### Materials provided:
-------------------------

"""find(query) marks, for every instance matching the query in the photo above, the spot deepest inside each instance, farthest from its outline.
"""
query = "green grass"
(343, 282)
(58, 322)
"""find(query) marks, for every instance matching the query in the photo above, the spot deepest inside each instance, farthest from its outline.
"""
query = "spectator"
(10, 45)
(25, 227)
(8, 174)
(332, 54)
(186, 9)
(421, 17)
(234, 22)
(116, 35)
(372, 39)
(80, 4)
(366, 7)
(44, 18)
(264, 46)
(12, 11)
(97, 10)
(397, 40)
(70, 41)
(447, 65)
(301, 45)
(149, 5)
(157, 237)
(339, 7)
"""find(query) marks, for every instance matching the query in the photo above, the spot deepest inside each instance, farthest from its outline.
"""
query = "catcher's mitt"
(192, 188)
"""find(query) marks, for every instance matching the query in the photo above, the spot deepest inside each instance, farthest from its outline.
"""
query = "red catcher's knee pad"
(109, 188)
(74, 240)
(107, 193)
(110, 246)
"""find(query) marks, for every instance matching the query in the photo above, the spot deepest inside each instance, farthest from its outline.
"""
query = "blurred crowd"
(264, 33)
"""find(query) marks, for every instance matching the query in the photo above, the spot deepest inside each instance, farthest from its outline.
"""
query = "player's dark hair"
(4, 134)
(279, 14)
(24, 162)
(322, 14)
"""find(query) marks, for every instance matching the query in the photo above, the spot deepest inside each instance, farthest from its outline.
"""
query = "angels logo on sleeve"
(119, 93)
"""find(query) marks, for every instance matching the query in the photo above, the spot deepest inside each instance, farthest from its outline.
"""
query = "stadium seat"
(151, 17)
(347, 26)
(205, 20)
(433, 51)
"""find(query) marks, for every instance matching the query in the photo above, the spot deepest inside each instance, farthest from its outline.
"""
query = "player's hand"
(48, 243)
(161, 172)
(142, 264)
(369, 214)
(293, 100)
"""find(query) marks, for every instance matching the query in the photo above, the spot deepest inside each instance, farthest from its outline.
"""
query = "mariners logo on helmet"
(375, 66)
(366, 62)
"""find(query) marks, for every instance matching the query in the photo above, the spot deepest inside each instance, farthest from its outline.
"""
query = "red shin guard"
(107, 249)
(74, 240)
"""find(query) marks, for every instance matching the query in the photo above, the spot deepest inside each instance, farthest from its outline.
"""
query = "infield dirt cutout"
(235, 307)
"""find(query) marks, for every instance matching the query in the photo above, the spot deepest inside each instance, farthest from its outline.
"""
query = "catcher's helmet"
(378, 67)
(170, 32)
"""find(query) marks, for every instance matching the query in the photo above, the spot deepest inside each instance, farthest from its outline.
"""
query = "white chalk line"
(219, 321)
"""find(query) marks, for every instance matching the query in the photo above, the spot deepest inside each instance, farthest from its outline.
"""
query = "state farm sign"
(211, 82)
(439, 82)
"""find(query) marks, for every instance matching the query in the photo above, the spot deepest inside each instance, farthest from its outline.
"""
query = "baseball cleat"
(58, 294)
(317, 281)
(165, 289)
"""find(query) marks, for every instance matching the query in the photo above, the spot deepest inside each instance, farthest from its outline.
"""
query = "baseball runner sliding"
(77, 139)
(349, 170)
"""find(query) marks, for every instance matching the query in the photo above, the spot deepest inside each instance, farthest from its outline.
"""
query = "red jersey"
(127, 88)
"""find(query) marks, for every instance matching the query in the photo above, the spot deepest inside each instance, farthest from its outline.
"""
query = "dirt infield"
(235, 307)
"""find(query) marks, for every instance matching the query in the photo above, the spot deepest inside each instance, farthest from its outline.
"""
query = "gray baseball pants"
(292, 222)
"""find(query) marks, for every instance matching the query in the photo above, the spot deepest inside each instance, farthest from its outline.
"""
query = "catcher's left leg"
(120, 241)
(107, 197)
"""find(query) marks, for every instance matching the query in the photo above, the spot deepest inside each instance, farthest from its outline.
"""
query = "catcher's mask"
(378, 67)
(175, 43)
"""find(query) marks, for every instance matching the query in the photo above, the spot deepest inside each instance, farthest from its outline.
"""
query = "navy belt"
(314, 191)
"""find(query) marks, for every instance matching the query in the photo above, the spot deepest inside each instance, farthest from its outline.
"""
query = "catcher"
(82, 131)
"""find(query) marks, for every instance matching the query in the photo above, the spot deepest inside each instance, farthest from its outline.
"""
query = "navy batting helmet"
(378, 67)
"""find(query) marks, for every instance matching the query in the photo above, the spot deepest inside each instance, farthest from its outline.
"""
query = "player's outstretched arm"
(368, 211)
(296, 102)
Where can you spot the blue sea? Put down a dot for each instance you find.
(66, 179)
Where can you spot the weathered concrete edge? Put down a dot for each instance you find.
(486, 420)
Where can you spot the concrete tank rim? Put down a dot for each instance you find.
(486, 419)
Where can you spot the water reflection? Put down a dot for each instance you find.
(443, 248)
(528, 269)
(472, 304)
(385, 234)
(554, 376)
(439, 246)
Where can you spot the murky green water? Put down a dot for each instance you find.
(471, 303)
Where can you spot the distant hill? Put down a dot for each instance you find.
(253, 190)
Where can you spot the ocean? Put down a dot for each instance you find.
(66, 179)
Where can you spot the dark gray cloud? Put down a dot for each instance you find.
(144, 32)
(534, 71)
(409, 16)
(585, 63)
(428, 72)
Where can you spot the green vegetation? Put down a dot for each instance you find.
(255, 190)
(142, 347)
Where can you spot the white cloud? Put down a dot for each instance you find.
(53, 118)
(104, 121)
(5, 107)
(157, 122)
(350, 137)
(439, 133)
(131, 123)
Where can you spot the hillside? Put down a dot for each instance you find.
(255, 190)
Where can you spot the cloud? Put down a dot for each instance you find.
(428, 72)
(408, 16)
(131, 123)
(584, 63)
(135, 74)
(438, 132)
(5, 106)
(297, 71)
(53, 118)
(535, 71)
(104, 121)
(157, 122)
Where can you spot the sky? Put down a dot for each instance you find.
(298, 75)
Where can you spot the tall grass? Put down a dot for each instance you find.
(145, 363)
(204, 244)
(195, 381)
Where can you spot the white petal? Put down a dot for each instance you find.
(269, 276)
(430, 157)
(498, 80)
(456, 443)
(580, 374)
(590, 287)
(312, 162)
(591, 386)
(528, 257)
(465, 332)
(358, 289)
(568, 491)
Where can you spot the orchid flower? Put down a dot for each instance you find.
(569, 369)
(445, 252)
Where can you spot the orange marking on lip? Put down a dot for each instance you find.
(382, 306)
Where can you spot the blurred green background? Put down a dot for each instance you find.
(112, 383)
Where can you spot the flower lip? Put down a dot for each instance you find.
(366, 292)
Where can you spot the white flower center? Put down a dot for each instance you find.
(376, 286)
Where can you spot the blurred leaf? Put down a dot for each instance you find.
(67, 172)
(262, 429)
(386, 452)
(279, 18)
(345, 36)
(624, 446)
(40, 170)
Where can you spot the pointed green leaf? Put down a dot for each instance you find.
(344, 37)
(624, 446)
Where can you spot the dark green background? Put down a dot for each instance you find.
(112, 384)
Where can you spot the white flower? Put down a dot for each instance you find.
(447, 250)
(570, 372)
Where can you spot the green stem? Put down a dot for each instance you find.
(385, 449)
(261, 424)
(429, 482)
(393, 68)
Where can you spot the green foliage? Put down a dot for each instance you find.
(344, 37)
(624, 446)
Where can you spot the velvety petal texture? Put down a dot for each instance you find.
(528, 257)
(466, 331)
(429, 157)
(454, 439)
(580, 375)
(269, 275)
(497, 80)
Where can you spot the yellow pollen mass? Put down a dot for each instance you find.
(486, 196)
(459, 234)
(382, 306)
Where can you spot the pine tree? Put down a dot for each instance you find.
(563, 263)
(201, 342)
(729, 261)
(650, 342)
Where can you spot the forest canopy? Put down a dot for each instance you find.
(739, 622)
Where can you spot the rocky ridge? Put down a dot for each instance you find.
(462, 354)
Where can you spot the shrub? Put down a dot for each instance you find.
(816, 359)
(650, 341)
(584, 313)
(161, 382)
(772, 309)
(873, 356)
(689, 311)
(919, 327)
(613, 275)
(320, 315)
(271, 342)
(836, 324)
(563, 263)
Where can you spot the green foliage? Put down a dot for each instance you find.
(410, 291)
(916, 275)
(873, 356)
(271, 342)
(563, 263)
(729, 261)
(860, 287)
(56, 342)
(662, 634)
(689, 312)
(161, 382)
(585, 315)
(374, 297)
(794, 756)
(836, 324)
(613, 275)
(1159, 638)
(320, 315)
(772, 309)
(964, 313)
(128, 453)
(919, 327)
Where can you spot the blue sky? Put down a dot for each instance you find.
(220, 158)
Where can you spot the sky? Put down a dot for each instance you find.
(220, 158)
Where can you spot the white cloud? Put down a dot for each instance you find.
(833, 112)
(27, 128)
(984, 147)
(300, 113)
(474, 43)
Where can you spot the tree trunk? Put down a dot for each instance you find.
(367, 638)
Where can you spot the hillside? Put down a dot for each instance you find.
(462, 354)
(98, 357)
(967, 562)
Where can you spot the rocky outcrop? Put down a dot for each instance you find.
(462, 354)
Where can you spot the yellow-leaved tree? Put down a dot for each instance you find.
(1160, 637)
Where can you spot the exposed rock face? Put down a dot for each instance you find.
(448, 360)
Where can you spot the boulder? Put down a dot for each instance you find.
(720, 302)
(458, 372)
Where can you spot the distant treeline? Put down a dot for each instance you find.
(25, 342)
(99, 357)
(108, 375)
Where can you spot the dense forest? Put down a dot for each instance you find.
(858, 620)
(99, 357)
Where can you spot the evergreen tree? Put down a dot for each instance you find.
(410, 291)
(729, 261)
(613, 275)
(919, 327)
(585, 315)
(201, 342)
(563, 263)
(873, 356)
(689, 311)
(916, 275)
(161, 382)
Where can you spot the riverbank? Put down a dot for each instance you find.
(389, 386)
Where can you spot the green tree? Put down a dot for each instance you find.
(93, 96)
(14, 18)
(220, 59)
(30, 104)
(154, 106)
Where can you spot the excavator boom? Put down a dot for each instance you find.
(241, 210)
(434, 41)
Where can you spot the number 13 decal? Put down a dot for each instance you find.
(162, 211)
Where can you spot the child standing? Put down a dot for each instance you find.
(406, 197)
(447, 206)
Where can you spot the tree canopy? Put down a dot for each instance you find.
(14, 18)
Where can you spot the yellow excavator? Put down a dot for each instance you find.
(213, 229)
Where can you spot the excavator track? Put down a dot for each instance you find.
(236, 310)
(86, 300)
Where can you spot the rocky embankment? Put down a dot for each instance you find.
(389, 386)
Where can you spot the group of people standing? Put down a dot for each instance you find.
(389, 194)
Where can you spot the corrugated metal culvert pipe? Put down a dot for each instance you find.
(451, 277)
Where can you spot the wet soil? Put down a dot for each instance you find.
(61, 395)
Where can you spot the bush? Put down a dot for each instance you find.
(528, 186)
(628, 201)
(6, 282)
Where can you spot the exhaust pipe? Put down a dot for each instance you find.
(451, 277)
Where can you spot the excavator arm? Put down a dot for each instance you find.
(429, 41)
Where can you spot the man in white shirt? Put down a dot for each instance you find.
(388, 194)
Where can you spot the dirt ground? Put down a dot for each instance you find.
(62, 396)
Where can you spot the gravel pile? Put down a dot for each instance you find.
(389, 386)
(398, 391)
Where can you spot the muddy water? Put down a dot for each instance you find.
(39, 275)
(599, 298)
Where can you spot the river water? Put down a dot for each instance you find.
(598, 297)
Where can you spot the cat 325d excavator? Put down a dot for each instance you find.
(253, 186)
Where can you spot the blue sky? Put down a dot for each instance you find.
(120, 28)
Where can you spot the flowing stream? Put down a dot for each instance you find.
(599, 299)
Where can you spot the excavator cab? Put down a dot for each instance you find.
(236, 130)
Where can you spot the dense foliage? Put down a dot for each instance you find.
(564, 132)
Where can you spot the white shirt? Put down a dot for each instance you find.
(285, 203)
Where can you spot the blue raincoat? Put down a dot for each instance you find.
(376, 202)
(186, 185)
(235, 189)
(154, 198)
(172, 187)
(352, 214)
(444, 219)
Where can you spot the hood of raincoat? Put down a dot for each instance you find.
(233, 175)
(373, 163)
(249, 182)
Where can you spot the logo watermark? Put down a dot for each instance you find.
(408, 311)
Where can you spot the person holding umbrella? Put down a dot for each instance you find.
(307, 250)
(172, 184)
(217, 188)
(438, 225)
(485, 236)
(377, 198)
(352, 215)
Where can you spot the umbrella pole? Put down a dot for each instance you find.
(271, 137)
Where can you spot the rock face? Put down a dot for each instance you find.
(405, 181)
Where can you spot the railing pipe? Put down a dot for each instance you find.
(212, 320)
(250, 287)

-------------------------

### Exercise goal:
Up to and including the last line of the material, reproduce every line exactly, beginning with the one that contains "Where can you spot the umbrella" and adding nothing else.

### Answer to this problem:
Where can you spot the umbrella pole? Put down a dot for each instance you find.
(271, 137)
Where can you spot the rock face? Put down a dot for each instance you find.
(405, 181)
Where can you spot the railing pipe? Put down a dot for each instance you find.
(212, 320)
(250, 287)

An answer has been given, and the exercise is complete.